◆ **THE TASK**
Your task is to find every line of the listing that includes "white" and copy it.
(Beginning of DATA TO USE)
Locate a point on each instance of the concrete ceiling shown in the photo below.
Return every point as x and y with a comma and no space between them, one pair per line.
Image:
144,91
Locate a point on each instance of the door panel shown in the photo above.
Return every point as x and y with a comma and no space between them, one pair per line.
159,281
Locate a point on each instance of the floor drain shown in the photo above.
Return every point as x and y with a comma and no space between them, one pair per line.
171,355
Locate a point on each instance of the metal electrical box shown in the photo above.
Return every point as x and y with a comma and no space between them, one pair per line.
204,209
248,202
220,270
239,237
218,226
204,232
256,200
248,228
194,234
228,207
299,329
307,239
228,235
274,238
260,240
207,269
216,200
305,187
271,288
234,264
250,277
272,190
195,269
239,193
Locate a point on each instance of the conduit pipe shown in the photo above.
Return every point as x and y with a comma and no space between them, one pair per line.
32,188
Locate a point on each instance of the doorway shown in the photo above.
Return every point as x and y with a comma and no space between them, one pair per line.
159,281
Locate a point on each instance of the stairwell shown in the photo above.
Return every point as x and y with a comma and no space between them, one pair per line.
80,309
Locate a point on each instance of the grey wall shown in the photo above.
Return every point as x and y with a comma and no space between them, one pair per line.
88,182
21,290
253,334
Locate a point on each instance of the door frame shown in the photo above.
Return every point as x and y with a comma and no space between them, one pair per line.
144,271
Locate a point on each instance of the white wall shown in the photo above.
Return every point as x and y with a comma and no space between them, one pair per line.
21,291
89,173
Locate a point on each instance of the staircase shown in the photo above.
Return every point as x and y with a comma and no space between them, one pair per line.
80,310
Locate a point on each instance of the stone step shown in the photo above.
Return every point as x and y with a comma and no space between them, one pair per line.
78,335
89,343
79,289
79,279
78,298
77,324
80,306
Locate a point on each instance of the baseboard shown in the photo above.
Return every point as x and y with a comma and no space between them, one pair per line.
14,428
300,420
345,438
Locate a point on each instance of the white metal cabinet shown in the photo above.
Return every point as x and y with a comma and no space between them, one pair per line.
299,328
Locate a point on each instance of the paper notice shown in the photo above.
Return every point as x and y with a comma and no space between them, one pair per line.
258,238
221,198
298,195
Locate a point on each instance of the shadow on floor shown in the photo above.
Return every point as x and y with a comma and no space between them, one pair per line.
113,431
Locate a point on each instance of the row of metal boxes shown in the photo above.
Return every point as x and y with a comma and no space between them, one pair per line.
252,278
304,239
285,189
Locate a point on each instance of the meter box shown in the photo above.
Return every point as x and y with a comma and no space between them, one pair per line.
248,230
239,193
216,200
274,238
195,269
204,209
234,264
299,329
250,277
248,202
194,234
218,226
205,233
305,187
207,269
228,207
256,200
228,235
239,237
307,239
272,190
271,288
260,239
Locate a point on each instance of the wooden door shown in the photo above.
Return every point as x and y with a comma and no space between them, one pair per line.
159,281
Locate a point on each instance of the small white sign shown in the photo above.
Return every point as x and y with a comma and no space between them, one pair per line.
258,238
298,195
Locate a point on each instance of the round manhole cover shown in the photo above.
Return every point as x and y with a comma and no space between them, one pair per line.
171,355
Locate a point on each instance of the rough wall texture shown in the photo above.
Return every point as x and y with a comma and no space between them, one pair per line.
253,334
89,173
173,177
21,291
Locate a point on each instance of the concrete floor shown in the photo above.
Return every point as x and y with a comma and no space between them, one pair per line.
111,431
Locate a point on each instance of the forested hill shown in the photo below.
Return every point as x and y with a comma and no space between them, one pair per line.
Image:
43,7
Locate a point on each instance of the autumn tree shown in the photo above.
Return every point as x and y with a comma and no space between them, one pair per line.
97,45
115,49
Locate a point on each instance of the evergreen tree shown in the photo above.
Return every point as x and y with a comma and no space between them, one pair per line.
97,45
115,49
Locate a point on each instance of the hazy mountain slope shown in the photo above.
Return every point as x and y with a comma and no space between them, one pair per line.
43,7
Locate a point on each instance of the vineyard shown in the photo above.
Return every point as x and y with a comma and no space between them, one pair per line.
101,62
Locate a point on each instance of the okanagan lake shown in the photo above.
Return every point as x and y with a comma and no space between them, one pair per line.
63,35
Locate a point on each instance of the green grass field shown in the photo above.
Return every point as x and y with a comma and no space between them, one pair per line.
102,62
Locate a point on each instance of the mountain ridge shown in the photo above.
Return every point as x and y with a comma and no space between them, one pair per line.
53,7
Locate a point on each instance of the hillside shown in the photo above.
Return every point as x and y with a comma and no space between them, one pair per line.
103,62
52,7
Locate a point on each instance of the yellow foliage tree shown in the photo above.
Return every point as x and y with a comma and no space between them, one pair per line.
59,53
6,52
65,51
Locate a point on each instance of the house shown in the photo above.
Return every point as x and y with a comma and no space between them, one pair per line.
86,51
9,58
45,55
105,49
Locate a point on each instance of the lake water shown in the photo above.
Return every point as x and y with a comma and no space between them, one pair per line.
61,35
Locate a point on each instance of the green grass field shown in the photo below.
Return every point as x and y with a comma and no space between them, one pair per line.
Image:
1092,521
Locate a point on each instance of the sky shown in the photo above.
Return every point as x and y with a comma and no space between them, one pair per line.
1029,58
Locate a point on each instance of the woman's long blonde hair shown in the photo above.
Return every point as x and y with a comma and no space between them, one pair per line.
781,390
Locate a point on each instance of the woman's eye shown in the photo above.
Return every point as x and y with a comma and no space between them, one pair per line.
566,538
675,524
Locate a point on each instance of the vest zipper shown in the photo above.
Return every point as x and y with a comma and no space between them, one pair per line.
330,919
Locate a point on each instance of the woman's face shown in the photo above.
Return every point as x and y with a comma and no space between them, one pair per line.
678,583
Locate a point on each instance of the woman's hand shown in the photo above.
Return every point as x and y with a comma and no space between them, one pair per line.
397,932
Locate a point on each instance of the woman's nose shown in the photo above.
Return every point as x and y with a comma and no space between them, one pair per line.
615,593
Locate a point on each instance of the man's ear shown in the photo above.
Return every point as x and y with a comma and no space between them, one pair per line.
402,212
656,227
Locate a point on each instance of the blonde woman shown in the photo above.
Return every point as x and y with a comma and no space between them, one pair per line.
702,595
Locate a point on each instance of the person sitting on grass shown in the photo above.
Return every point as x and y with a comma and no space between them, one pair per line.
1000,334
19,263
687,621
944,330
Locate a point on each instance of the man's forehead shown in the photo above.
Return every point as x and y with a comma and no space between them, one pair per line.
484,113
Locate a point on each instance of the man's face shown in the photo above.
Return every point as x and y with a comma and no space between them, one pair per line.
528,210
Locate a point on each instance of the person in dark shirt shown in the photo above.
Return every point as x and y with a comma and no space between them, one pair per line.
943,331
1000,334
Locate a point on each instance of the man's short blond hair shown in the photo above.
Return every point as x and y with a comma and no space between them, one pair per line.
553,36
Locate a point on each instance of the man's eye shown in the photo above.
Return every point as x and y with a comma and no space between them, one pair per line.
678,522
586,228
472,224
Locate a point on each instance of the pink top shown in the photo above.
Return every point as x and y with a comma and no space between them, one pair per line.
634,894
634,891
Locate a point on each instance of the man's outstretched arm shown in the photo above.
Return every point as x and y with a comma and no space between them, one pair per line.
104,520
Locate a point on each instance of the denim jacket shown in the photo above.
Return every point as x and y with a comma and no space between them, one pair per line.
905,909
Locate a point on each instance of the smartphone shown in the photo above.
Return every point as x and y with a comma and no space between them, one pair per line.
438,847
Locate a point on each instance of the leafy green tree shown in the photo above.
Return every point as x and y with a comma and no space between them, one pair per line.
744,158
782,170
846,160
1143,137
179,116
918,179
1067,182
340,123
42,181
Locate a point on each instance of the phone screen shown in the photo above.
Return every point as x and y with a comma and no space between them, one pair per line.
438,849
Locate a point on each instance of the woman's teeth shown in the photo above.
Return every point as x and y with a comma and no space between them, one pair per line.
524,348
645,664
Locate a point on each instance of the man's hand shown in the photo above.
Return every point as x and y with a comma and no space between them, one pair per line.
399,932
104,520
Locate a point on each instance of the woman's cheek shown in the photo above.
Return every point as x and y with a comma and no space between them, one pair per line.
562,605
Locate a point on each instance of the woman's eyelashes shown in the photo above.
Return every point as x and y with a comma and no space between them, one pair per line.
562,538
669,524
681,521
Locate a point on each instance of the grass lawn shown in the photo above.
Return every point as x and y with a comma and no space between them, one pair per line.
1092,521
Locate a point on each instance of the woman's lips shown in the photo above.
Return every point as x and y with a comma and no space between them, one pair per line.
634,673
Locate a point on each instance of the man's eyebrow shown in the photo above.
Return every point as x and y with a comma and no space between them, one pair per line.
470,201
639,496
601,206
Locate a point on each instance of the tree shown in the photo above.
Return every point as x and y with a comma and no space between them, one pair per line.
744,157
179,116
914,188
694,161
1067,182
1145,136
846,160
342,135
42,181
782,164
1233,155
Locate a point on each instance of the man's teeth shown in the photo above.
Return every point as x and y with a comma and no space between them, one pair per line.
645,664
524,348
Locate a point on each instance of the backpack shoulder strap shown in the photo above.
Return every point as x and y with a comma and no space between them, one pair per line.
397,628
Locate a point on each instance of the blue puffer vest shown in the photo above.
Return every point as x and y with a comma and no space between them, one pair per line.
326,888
(End of DATA TO USE)
◆ **EXERCISE RESULT**
Locate a point on each instance of the white wall shown in the photo above.
Locate a point on each instance of the white metal cabinet shown in the photo above.
Locate a point on each instance of the small white sign shown in the photo above.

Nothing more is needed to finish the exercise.